begin PASSAGE TO READ

The code from the elements relating to “nereden” can be copied by right clicking on the bottom pane where the code is, and there are various copying options: Inner HTML, Outer HTML, CSS Selector, CSS Path, XPath. These options (particularly the Outer HTML and the XPath), when copied can be used to locate elements via name, ID, xpath, and then called via Selenium.

Copying of elements from source code (HTML, CSS, XPath) - to locate id, name, xpath
Figure 5: Copying of elements from source code (HTML, CSS, XPath) – to locate element id, name or xpath

The use of ‘wait’ ensures that the elements we’re locating has loaded on the web page. If the elements which are waiting to load do not exist, Selenium will produce a TimeoutException.

# our desired journey starting point: in this case, Kars, in the East of Turkey
FROM_input_box = wait.until(EC.visibility_of_element_located((By.NAME, "nereden")))

# our desired destination, Ankara Gar station
TO_input_box = wait.until(EC.visibility_of_element_located((By.NAME, "nereye")))

5.4.2 Typing the origin and destination stations to their boxes on the web page

We have previously defined the FROM_input_box and TO_input_box elements on the webpage; using the send_keys method sends whatever text you need to send to those boxes. Here we send the origin and destination railway stations:

# Type 'Kars' into the "From" box
FROM_input_box.send_keys("Kars")

end PASSAGE TO READ
begin GIVEN RECORDS

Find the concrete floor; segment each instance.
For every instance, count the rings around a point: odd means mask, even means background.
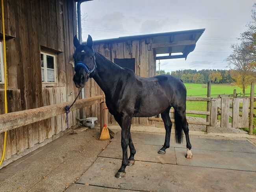
[[[256,191],[256,146],[244,137],[191,131],[193,156],[188,159],[186,142],[175,143],[173,134],[161,155],[164,134],[133,131],[136,161],[117,179],[120,131],[110,142],[98,140],[98,129],[76,132],[0,170],[0,192]]]
[[[124,178],[114,175],[121,163],[121,134],[98,155],[75,184],[73,191],[256,191],[256,147],[247,140],[191,136],[193,158],[187,159],[186,142],[157,153],[164,135],[133,132],[135,164]]]

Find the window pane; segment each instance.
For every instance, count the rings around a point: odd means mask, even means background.
[[[45,70],[41,69],[42,72],[42,82],[45,82]]]
[[[54,82],[54,70],[47,69],[47,82]]]
[[[44,55],[43,54],[41,54],[41,67],[44,67]]]
[[[46,55],[46,60],[47,63],[47,68],[54,69],[54,57],[51,56]]]

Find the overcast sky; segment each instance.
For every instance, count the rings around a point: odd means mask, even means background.
[[[185,59],[160,61],[165,72],[228,69],[224,60],[250,20],[251,0],[94,0],[81,5],[82,38],[93,39],[205,28]],[[158,63],[158,61],[157,61]]]

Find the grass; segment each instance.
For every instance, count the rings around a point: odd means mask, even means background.
[[[187,88],[187,96],[204,95],[199,96],[205,97],[207,94],[207,87],[202,88],[204,84],[195,83],[184,83]],[[204,84],[205,85],[205,84]],[[230,85],[212,85],[211,93],[212,95],[211,97],[217,97],[217,94],[233,94],[234,89],[236,89],[237,93],[242,92],[242,89],[238,87],[232,86]],[[245,89],[245,93],[250,93],[250,86]]]
[[[195,96],[198,95],[204,95],[197,96],[198,97],[206,97],[207,94],[207,88],[205,87],[205,85],[201,84],[195,83],[184,83],[187,88],[187,95]],[[204,87],[204,88],[203,88]],[[217,97],[217,94],[233,94],[234,89],[236,89],[236,92],[240,93],[242,92],[241,89],[237,87],[233,87],[230,85],[211,85],[211,97]],[[250,86],[245,89],[245,93],[250,93]],[[248,96],[249,95],[247,95]],[[193,102],[187,101],[187,109],[188,110],[201,111],[207,111],[207,103],[206,102]],[[240,105],[242,103],[240,103]],[[241,105],[242,106],[242,105]],[[256,106],[256,102],[254,102],[254,106]],[[254,113],[256,114],[256,109],[254,110]],[[206,118],[206,115],[198,115],[193,114],[187,114],[187,116]],[[230,122],[231,119],[230,120]],[[256,126],[256,118],[254,118],[253,124]]]

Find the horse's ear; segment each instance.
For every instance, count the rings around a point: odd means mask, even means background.
[[[88,38],[87,38],[87,46],[89,48],[92,48],[93,45],[93,39],[91,37],[90,35],[88,35]]]
[[[76,35],[75,35],[74,37],[73,42],[74,43],[74,45],[76,48],[77,48],[79,46],[80,46],[80,42],[79,42],[78,39],[77,39]]]

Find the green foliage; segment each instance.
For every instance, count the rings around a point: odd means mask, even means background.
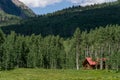
[[[109,25],[89,32],[76,29],[73,37],[32,34],[5,36],[0,31],[0,68],[77,69],[86,57],[107,58],[106,69],[119,71],[120,26]]]

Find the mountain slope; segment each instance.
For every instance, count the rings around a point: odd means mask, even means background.
[[[35,16],[31,9],[18,0],[0,0],[0,11],[21,18]]]
[[[105,27],[111,24],[120,25],[120,4],[118,2],[72,7],[23,20],[19,25],[7,26],[2,29],[6,33],[13,30],[25,35],[35,33],[68,37],[74,33],[77,27],[89,31],[96,27]]]

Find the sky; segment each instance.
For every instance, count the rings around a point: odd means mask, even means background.
[[[30,7],[36,14],[47,14],[73,5],[92,5],[117,0],[19,0]]]

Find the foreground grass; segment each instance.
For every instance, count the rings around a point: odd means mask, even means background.
[[[0,71],[0,80],[120,80],[120,73],[100,70],[15,69]]]

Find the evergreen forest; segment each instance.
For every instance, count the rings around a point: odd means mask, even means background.
[[[86,57],[120,71],[120,2],[0,19],[0,70],[77,69]],[[102,70],[102,60],[100,69]]]

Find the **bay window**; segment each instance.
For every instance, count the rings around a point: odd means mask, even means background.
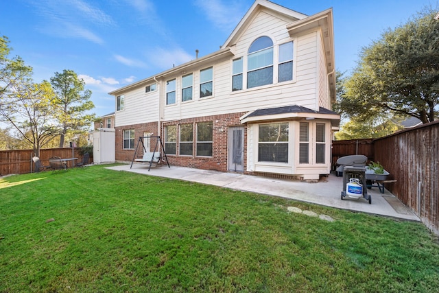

end GIVEN RECORDS

In the Selenium excerpt, what does Selenium produce when the elements it is waiting to load do not exist?

_SOLUTION TO THIS EXERCISE_.
A TimeoutException.